* EXERCISE INSTRUCTIONS
Lines holding the string "formation" are the ones to copy from this listing.
▽
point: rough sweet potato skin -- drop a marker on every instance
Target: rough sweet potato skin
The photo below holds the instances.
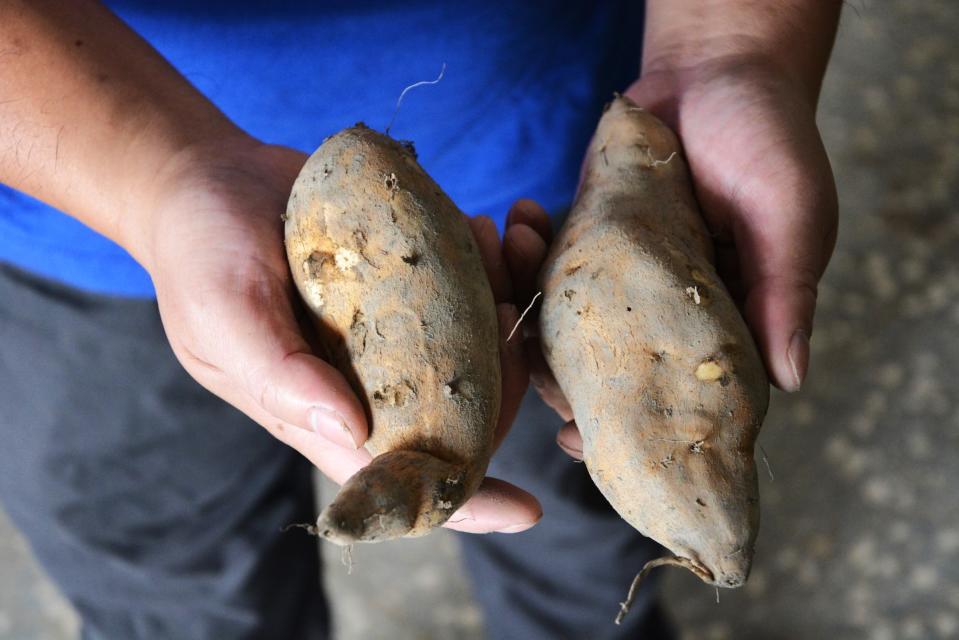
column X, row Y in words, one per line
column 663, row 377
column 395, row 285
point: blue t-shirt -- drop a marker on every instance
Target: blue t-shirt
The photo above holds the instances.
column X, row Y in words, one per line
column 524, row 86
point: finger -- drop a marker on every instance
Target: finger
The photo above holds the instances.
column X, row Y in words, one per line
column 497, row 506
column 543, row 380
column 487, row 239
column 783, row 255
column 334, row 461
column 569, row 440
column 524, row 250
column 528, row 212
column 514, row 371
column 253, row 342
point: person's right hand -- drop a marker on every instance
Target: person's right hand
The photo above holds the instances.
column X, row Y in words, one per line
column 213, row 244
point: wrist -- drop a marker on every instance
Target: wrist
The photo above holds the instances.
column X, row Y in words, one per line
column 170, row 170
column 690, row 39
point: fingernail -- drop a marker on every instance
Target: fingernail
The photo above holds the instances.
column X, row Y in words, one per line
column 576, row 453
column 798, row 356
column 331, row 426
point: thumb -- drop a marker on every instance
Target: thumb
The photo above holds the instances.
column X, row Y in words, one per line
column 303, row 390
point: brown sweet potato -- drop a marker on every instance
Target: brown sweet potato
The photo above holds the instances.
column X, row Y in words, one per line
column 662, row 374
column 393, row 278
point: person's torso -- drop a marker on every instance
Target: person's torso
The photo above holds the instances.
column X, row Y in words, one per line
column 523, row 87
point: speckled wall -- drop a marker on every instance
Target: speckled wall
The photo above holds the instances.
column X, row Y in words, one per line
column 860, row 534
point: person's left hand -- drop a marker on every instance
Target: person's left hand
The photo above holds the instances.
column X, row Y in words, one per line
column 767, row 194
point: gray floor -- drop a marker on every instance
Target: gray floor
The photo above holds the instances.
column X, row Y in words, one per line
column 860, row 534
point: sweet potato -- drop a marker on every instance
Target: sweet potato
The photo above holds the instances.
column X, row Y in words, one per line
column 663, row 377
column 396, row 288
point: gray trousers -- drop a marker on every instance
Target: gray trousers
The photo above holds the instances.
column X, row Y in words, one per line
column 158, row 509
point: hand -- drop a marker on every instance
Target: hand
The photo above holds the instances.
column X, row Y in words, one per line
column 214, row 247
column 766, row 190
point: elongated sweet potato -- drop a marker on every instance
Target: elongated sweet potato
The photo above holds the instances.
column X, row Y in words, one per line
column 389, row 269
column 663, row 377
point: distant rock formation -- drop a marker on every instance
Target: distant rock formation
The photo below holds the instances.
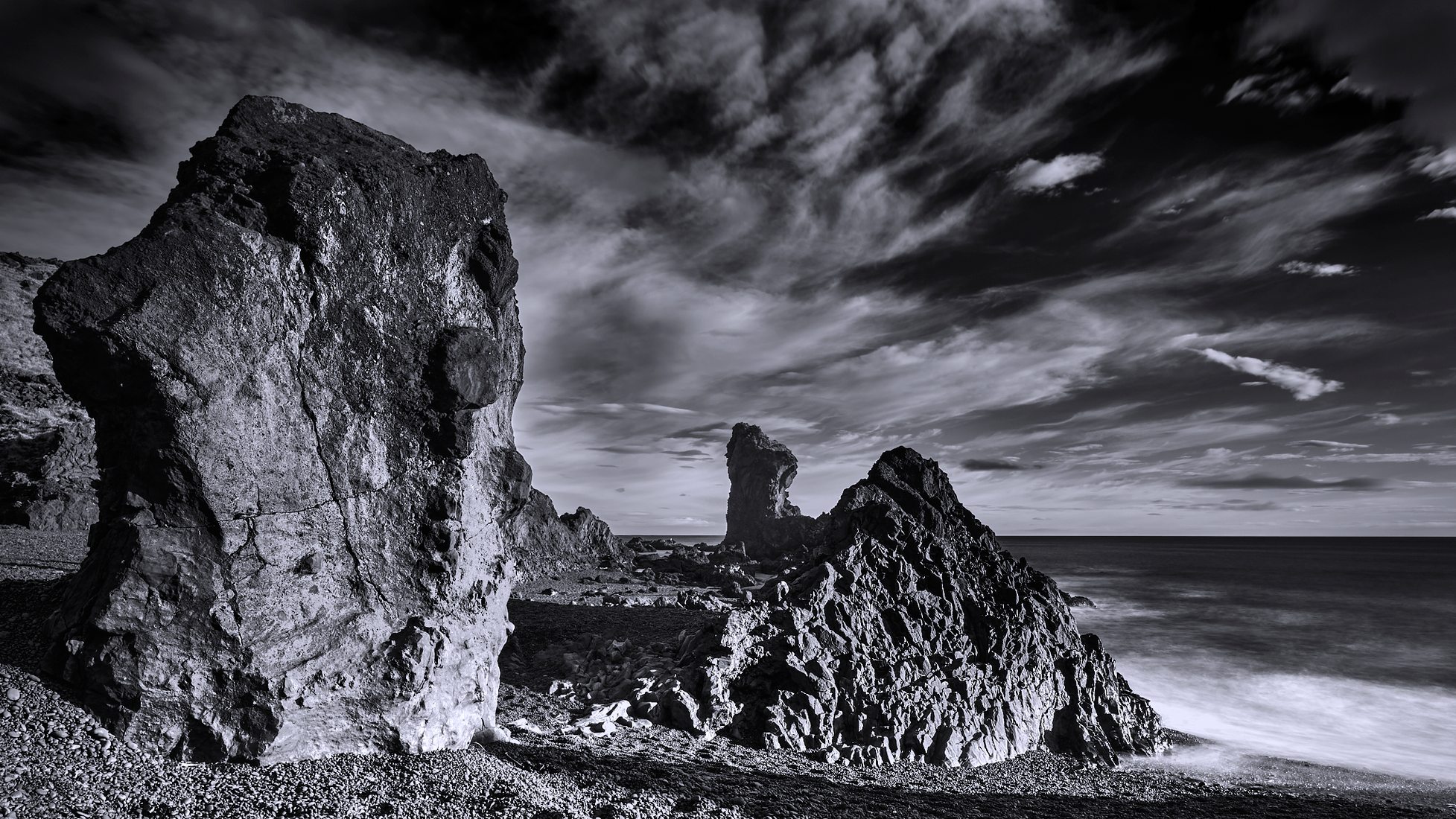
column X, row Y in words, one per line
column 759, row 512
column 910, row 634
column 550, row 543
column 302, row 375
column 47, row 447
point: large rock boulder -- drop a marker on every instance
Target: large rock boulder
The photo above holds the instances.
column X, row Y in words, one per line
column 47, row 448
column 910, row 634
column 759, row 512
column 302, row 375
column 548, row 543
△
* ANSWER SPACE
point: distant rock formation -- drop a marker on every instance
Target: distant rock formation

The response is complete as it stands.